• EXERCISE TASK: Display each line of the records below that contains the word "sprig".

Rows from a pointing dataset

== == ==

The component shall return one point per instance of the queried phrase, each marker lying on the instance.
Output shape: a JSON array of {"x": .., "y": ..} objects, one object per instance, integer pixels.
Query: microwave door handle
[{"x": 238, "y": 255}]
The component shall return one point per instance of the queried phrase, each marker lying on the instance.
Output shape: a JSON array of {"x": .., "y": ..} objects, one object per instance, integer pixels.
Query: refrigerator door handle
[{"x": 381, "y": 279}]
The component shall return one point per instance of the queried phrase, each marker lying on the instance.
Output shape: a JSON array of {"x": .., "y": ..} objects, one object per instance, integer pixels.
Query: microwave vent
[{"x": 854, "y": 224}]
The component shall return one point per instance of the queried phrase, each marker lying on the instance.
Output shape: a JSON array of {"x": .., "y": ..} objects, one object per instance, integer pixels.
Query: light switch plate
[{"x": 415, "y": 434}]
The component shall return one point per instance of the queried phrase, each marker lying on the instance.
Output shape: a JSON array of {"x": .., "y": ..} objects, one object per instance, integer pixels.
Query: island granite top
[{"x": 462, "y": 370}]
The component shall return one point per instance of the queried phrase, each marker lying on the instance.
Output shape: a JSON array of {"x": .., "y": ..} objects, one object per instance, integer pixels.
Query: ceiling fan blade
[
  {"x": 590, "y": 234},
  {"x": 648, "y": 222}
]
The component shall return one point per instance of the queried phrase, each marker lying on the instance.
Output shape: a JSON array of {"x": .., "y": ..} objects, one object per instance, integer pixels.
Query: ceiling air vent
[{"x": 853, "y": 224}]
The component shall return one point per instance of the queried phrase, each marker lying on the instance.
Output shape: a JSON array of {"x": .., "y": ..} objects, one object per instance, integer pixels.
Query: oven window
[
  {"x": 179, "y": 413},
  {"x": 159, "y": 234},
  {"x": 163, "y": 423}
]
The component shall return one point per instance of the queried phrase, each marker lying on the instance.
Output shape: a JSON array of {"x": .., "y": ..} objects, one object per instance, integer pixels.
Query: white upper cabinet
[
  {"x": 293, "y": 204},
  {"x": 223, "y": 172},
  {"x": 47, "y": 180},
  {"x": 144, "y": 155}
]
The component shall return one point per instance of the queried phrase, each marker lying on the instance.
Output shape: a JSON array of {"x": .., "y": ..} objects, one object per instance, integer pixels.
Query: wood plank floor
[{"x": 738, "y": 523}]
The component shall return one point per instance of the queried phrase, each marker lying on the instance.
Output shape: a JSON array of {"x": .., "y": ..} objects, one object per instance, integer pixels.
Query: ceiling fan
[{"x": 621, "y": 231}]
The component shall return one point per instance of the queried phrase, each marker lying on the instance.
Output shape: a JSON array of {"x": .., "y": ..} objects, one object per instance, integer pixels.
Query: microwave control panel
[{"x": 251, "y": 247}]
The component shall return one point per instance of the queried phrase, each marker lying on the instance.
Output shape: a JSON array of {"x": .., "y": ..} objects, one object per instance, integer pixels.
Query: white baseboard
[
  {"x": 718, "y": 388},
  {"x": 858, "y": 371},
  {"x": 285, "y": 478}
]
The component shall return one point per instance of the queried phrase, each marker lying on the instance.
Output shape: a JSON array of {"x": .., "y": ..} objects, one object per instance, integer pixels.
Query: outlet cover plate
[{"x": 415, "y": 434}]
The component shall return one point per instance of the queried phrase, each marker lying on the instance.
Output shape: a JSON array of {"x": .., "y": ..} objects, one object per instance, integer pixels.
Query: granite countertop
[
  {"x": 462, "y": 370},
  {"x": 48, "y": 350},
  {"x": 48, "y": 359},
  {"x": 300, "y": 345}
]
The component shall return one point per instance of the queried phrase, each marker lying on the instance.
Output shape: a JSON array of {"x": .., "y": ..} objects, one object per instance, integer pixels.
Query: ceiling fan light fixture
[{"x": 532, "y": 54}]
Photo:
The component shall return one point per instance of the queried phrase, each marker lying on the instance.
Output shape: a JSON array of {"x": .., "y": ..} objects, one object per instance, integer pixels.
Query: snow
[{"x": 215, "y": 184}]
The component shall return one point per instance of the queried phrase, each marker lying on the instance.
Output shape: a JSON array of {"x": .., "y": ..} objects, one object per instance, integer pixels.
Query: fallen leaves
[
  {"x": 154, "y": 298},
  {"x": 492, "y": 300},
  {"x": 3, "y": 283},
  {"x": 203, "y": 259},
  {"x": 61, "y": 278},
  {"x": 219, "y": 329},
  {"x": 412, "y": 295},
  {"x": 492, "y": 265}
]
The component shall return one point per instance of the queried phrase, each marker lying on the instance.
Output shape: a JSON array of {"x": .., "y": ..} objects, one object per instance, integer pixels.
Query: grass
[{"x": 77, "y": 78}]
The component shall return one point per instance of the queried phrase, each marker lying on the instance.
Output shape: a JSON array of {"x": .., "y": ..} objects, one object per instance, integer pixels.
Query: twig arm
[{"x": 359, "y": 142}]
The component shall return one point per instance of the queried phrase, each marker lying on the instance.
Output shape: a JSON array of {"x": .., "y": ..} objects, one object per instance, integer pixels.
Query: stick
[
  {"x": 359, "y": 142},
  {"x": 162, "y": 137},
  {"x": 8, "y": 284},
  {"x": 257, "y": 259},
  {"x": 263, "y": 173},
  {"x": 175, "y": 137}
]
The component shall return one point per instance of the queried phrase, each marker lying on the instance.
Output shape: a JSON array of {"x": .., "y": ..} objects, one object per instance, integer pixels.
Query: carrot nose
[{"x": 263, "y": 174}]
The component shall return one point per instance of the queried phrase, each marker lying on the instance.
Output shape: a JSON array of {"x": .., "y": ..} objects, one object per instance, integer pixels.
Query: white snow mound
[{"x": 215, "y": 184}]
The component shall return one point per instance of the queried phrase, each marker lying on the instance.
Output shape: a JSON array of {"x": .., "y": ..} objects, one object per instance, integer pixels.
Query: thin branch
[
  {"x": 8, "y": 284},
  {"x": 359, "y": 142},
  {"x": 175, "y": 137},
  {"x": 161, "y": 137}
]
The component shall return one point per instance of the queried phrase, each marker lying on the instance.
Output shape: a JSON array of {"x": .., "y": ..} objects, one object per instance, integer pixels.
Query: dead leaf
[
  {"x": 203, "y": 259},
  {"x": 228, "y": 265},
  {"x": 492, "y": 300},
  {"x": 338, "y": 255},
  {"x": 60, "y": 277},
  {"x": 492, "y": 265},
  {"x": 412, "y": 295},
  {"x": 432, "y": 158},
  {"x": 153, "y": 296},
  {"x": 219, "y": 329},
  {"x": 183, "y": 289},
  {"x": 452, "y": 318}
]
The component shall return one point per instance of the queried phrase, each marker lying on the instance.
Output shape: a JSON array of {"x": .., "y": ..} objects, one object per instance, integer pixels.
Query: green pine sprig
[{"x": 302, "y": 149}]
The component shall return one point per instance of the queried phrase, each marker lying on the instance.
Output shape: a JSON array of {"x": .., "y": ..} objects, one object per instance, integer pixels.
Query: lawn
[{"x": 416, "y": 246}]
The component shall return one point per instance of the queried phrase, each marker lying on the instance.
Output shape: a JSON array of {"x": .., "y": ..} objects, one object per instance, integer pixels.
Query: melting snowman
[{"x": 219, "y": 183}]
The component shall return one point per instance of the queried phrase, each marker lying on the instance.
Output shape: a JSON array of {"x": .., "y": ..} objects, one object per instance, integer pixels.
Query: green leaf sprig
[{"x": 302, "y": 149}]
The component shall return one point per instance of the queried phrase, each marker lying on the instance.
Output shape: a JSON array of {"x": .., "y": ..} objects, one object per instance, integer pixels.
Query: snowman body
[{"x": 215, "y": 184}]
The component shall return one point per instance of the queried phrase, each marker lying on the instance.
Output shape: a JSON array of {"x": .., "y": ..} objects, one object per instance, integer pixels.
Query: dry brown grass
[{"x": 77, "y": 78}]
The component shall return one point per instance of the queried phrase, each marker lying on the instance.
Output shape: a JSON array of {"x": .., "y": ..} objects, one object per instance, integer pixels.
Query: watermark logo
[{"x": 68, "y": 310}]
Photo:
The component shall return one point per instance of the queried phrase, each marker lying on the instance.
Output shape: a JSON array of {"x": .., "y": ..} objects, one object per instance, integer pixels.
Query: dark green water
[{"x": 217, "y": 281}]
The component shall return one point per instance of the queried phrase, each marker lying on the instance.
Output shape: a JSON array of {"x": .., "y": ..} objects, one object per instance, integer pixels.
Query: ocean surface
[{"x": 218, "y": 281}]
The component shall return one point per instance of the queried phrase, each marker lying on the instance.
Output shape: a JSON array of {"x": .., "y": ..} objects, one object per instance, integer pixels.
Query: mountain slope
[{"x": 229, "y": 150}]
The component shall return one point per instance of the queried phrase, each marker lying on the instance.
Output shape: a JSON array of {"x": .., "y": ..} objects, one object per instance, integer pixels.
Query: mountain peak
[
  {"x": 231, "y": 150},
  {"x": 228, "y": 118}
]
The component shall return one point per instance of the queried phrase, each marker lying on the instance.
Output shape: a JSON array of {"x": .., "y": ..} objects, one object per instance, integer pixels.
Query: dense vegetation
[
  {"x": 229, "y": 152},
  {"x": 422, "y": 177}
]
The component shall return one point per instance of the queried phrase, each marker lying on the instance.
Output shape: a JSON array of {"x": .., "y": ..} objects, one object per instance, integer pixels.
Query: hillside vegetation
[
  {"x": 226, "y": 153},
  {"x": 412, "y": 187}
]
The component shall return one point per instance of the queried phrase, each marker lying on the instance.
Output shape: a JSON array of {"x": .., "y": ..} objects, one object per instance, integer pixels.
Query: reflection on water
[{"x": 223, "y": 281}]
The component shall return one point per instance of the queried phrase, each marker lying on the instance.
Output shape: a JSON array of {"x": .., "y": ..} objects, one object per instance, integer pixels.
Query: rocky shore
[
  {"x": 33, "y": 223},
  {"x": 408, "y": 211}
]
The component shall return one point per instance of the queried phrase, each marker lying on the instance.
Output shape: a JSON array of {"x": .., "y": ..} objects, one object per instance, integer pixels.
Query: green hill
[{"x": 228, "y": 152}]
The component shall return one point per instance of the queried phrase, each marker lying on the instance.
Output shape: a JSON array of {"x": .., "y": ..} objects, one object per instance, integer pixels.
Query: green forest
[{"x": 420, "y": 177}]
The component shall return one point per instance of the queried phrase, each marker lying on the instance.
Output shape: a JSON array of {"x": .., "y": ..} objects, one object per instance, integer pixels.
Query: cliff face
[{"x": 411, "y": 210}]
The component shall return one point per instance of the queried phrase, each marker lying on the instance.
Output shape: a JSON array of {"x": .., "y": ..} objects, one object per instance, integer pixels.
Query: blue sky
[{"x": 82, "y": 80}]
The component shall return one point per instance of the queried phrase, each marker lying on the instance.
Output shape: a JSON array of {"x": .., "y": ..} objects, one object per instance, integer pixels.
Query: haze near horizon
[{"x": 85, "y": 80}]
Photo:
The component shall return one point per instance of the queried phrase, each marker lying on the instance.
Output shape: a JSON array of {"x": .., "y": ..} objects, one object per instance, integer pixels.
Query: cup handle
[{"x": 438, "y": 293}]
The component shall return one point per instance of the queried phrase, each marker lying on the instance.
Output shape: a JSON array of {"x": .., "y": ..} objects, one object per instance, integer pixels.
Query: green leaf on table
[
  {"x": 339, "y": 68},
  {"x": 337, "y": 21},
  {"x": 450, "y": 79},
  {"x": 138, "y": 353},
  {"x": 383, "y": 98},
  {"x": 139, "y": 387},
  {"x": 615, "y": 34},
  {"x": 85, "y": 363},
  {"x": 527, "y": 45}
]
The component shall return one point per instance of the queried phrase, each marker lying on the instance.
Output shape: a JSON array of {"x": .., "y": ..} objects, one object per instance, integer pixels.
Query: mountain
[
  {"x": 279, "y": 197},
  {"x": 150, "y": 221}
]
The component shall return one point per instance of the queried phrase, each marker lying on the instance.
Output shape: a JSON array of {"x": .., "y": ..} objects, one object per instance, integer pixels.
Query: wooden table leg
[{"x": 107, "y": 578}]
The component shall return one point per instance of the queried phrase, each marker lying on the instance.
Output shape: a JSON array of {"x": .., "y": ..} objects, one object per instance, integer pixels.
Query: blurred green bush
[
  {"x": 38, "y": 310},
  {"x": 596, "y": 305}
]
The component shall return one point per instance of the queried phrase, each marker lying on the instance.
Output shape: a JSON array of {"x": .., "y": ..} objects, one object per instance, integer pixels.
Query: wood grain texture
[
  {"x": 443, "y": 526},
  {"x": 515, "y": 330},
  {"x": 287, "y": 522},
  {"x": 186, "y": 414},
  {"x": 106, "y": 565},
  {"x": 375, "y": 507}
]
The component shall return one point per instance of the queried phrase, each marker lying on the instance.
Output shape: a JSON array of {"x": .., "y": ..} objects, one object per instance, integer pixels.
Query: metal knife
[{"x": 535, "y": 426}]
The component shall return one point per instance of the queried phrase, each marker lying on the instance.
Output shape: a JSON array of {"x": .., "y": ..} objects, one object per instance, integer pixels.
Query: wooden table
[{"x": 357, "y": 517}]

== == ==

• RESULT OF THE TASK:
Query: green pine sprig
Query: green leaf sprig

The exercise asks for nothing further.